WHAT THE EXERCISE ASKS: Please report every line in the material below where the word "tote" is found.

----

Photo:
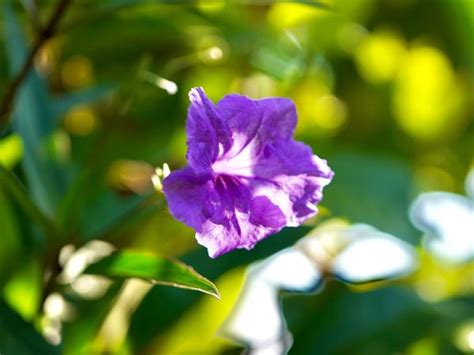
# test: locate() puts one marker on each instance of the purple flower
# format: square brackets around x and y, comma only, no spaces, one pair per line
[247,178]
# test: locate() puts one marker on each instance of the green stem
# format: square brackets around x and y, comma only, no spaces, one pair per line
[13,185]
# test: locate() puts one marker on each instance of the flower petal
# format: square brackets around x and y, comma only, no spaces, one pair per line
[237,219]
[206,132]
[292,178]
[257,120]
[186,193]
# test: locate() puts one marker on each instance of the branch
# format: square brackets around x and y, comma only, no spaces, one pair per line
[45,34]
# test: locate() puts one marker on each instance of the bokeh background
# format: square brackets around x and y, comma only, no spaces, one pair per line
[384,92]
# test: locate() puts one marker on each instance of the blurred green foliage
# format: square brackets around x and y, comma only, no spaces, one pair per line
[383,90]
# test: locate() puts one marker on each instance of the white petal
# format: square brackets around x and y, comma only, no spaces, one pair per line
[469,184]
[257,319]
[448,221]
[372,255]
[289,270]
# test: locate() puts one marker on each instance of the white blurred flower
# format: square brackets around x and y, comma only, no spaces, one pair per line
[447,219]
[351,253]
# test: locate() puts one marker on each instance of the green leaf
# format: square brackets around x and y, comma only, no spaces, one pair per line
[13,186]
[10,247]
[64,103]
[33,119]
[19,337]
[162,271]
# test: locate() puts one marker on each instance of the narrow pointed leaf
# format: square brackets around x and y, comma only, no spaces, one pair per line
[19,337]
[155,269]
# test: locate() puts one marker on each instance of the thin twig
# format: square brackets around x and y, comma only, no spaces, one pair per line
[45,34]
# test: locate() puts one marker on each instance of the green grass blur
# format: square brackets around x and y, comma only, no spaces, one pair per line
[384,92]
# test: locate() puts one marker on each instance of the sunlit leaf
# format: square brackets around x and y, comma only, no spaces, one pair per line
[162,271]
[33,119]
[19,337]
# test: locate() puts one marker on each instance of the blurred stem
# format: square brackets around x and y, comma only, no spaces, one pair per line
[18,192]
[32,8]
[44,35]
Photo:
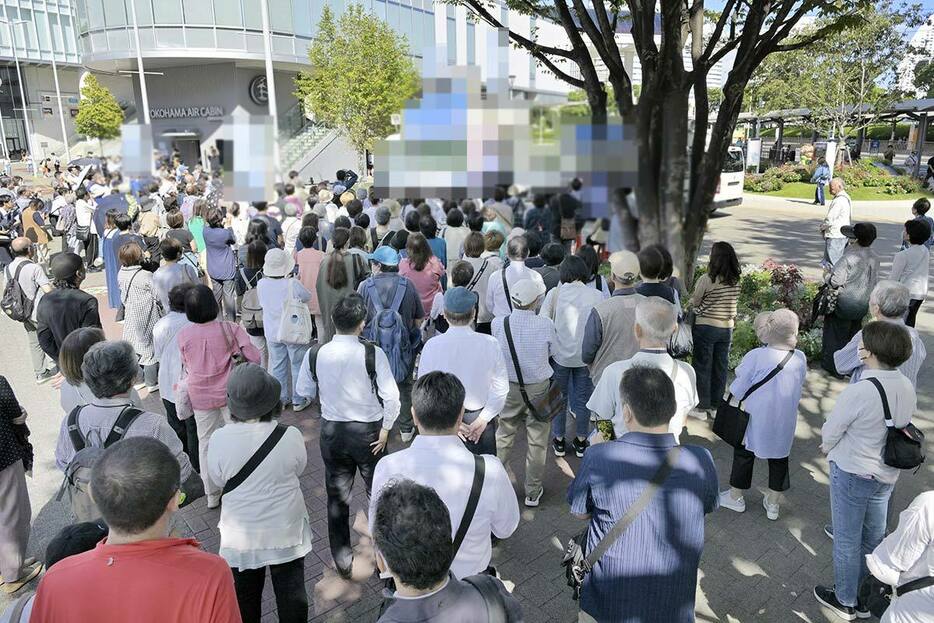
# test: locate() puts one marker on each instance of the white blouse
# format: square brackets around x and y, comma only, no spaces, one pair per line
[906,555]
[773,408]
[263,521]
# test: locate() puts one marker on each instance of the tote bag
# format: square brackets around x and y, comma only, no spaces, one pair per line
[295,325]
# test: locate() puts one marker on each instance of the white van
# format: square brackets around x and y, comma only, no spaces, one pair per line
[730,185]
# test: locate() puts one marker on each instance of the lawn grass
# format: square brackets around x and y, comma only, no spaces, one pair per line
[803,190]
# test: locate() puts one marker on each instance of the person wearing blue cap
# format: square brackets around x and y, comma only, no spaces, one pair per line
[394,311]
[477,361]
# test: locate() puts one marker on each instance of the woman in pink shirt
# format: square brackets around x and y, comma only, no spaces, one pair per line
[309,261]
[422,268]
[208,348]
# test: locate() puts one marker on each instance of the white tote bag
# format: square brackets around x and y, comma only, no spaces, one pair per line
[295,325]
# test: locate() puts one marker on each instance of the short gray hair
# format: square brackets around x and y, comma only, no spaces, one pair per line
[891,297]
[109,368]
[657,317]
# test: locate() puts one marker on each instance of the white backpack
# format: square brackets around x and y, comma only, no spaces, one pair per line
[295,325]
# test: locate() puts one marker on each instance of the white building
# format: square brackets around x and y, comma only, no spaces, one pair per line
[922,44]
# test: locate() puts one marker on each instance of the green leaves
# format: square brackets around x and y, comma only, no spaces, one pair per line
[99,114]
[361,74]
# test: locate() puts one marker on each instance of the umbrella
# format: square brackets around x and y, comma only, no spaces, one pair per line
[83,162]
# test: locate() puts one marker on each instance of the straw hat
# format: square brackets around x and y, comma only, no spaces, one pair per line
[778,329]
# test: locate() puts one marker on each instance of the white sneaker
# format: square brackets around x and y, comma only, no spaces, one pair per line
[532,502]
[771,510]
[727,501]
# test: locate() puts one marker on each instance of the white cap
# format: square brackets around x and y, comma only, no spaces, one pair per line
[525,291]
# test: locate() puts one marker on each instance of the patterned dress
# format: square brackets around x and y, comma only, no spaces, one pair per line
[141,311]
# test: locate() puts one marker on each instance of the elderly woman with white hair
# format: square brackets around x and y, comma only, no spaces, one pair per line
[888,301]
[772,409]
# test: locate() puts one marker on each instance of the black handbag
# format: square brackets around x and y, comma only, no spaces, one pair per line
[876,595]
[576,564]
[825,302]
[731,421]
[904,447]
[545,407]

----

RESPONSE AREA:
# test: locate() puts one marker on each instance of the tote bag
# test: locate() puts one marker on each instance of the white tote bag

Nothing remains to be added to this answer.